## Given task
Transcribe all the records with complete accuracy.
* * * * *
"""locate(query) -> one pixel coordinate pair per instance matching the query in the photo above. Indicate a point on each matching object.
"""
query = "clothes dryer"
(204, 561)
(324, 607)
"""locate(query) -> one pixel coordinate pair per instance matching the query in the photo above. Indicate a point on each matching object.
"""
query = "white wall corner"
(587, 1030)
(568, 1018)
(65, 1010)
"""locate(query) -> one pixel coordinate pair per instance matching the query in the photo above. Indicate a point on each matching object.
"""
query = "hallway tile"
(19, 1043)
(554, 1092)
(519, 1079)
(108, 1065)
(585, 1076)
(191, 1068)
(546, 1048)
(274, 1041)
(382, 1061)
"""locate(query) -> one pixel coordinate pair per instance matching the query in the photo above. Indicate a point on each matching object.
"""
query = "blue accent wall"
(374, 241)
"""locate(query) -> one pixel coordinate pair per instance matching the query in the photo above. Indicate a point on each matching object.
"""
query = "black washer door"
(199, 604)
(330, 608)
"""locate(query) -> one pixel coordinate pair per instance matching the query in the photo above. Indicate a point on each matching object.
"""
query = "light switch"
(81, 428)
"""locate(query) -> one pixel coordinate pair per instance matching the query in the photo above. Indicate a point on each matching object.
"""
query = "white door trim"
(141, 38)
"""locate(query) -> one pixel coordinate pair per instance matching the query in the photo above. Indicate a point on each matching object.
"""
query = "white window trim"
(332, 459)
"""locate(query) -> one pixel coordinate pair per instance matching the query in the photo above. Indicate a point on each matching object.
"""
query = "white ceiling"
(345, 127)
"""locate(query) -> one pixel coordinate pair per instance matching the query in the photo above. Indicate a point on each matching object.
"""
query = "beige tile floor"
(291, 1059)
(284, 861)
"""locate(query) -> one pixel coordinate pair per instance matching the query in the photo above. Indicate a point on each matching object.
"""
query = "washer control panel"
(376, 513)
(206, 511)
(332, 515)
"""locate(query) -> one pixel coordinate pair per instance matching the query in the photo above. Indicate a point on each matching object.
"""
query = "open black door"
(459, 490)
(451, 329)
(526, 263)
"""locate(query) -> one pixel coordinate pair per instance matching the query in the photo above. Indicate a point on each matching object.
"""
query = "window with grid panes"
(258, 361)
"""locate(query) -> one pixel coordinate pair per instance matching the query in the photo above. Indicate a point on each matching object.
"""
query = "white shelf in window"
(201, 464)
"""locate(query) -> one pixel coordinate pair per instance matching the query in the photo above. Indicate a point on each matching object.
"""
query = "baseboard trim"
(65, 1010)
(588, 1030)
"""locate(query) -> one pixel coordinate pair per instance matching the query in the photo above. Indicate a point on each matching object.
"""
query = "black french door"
* * * * *
## Complete response
"""locate(query) -> one pixel coordinate pair per instance matching the query in the photo above. Indicate a point on each matching object.
"""
query = "clothes dryer"
(204, 561)
(324, 607)
"""locate(query) -> one pixel coordinate pair per instance matching the query in the photo above. Indicate a point on each matching object.
"""
query = "white wall corner"
(587, 1030)
(568, 1018)
(65, 1010)
"""locate(query) -> one pixel coordinate pair per instance matching the query in the photo above. Indicate a point on each matching object.
"""
query = "hallway tile"
(19, 1043)
(554, 1092)
(519, 1079)
(108, 1065)
(585, 1076)
(191, 1068)
(546, 1048)
(274, 1041)
(382, 1061)
"""locate(query) -> one pixel coordinate pair per instance matching the query in the photo above. Indicate a point on each matching object.
"""
query = "blue accent wall"
(374, 241)
"""locate(query) -> one pixel coordinate pair per instance matching the query in the photo above. Indicate a point on each matching object.
"""
query = "black washer door"
(199, 604)
(330, 608)
"""locate(query) -> one pixel coordinate pair per instance matching the query in the photo above. Indicate a point on each matching object.
"""
query = "light switch"
(81, 428)
"""locate(query) -> one pixel coordinate pair per instance matching the query in the photo above. Indicate a point on each matching object.
"""
query = "white door trim"
(141, 38)
"""locate(query) -> one pixel coordinate pair per instance matching the query in the photo above. Indicate a point on each matching object.
"""
query = "white window trim"
(332, 459)
"""locate(query) -> one pixel coordinate pair per instance matching the query in the photo above. Indicate a point on each matching object.
"""
query = "white ceiling"
(345, 127)
"""locate(query) -> one pixel coordinate pair per instance matching the query in the photo above. Indicate a point on each matching object.
"""
query = "beige tile floor"
(291, 1059)
(284, 861)
"""locate(query) -> one pixel coordinate pair per instance matching the query in the photo above. Indicate a point on each matching object.
"""
query = "washer control panel"
(376, 513)
(206, 511)
(332, 515)
"""locate(query) -> one pixel coordinate pair per instance matching the query in the photo above. Indicate a point on each matching object.
"""
query = "open black door"
(459, 490)
(451, 329)
(526, 263)
"""locate(query) -> one pixel coordinate pair per instance matching the query in the photo above. Indicate a point on each matching object.
"""
query = "window with grid panes"
(258, 361)
"""locate(query) -> one pixel coordinate pair per instance matching the query in the photo above. Indicate a point on each matching object.
"""
query = "white shelf in window"
(201, 464)
"""locate(query) -> one pixel coordinate pair per instance matching the query in the photo above. Indicate a point on each matching object.
"""
query = "baseboard trim"
(65, 1010)
(588, 1030)
"""locate(query) -> one pixel coordinate pair per instance matching the query in the photo above. Indicate a point on each matching object.
"""
query = "black french door"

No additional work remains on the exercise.